Reproduce the listing verbatim.

---------- Records provided

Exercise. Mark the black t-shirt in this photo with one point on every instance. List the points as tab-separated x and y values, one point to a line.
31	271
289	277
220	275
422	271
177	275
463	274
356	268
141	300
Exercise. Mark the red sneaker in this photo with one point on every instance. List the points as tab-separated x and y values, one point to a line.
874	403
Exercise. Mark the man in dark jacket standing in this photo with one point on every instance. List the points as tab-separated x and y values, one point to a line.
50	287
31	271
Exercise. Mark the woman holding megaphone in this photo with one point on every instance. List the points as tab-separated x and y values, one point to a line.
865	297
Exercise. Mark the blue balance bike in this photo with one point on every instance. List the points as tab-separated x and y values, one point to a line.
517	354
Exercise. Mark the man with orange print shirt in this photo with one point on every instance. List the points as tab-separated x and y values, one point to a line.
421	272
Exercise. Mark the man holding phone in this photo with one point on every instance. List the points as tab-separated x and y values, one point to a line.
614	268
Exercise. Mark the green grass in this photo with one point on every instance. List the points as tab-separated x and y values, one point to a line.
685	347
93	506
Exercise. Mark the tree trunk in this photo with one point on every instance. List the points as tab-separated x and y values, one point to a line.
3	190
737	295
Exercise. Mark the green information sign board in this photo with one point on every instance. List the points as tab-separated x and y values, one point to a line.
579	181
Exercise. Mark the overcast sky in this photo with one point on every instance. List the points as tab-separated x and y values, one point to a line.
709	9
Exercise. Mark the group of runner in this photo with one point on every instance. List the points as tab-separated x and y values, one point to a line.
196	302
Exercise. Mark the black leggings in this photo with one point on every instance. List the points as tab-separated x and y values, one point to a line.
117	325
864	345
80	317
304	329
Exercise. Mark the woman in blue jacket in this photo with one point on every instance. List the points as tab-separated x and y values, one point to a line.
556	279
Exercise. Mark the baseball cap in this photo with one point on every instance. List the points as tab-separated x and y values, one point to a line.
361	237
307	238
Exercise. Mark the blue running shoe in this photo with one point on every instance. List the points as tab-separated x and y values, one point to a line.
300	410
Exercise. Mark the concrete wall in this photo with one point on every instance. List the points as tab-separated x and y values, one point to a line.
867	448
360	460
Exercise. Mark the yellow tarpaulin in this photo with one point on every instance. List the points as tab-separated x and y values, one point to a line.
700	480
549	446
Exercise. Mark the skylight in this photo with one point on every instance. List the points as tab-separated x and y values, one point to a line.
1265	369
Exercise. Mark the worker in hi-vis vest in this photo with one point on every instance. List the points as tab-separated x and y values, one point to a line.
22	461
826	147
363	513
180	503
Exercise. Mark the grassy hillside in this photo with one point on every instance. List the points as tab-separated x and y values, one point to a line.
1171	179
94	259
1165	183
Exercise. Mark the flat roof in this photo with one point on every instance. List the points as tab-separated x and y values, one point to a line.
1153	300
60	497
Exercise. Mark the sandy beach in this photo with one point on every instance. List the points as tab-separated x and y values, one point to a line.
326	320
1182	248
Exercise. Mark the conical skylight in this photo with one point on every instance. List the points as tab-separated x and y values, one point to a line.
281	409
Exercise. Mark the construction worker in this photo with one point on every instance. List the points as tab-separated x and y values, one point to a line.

--------------------

**Reply to the task**
Exercise. Mark the black t-shirt in this photo with one point on every instance. List the points as tab-separated x and y values, one point to a line.
31	271
289	277
220	275
422	271
177	275
463	274
356	268
141	300
Exercise. Mark the red sneaker in this photo with one point on every instance. List the points as tab-separated x and y values, one point to a line.
874	403
Exercise. Mark the man in dark jacket standing in this photo with one point on every instance. List the points as tab-separated x and y values, one point to a line.
50	287
31	271
Exercise. Mark the woman holding megaphone in this photo with one point on every instance. List the points as tab-separated x and y values, one point to a line.
865	297
Exercise. Mark the blue balance bike in this photo with one point on every instance. List the points as tab-separated x and y values, one point to a line.
517	354
Exercise. Mark the man with orange print shirt in this photo with one point on every instance. List the points as tab-separated x and y values, one point to a line.
421	272
Exercise. Mark the man holding phone in this photo with one point on every instance. List the points as tab-separated x and y values, one point to a line.
614	268
Exercise. Mark the green grass in this photo with one point on every instance. List the points as tab-separated x and y values, one point to a line.
685	347
93	506
Exercise. Mark the tree trunk in this photo with one point on every instance. List the points as tab-separated x and y values, one point to a line.
3	190
737	295
Exercise. Mark the green information sign board in this photo with one point on every instance. List the points as tab-separated x and y values, one point to a line.
579	181
Exercise. Mark the overcast sky in this photo with one point on every instance. List the points as tab-separated x and y values, one point to a line.
709	9
Exercise. Mark the group of runner in this photo with one point on every instance. List the points as tab-separated x and y values, one point to a line.
196	302
Exercise. Mark the black leggings in this photo with one point on every instance. List the points as tab-separated x and y values, one point to a line.
117	325
864	345
80	317
304	329
Exercise. Mark the woman in blue jacket in this photo with one point on every instance. List the points as tab-separated x and y values, one point to a line.
556	279
Exercise. Mark the baseball cap in this photo with one point on every instance. List the points as tab-separated x and y values, one point to a line.
361	237
307	238
Exercise. Mark the blue running shoe in this photo with one point on every instance. List the points as tab-separated x and y values, one point to a line.
300	410
Exercise. Mark the concrete wall in this photo with one point on every instance. List the points as tab-separated x and y values, one point to a line.
867	448
360	460
Exercise. Mark the yellow tarpaulin in this photo with one point on every instance. List the points as tab-separated x and y values, one point to a line.
700	480
549	446
Exercise. Mark the skylight in this photo with one point on every instance. List the points as tab-separated x and y values, one point to a line.
1265	369
Exercise. Mark the worker in hi-vis vest in this photo with one point on every instance. List the points as tab-separated x and y values, one point to a line.
22	461
826	147
363	513
180	503
Exercise. Mark the grassy hillside in this photo with one point on every instance. List the points as tab-separated x and y values, one point to a line.
1171	179
94	259
1165	183
Exercise. Mark the flat roof in this photo with one point on every instance. List the points as tab-separated x and y values, one point to a line.
1153	300
60	497
Exercise. Mark the sandy beach in this photo with one point on every instance. List the points as tab-separated x and y values, one point to a line.
326	320
1182	248
Exercise. Mark the conical skylight in this photo with one point on every instance. List the points as tab-separated x and y values, one point to a line.
281	409
Exercise. Mark the construction worker in this photo with one point on every instance. List the points as tab-separated x and y values, one point to a line.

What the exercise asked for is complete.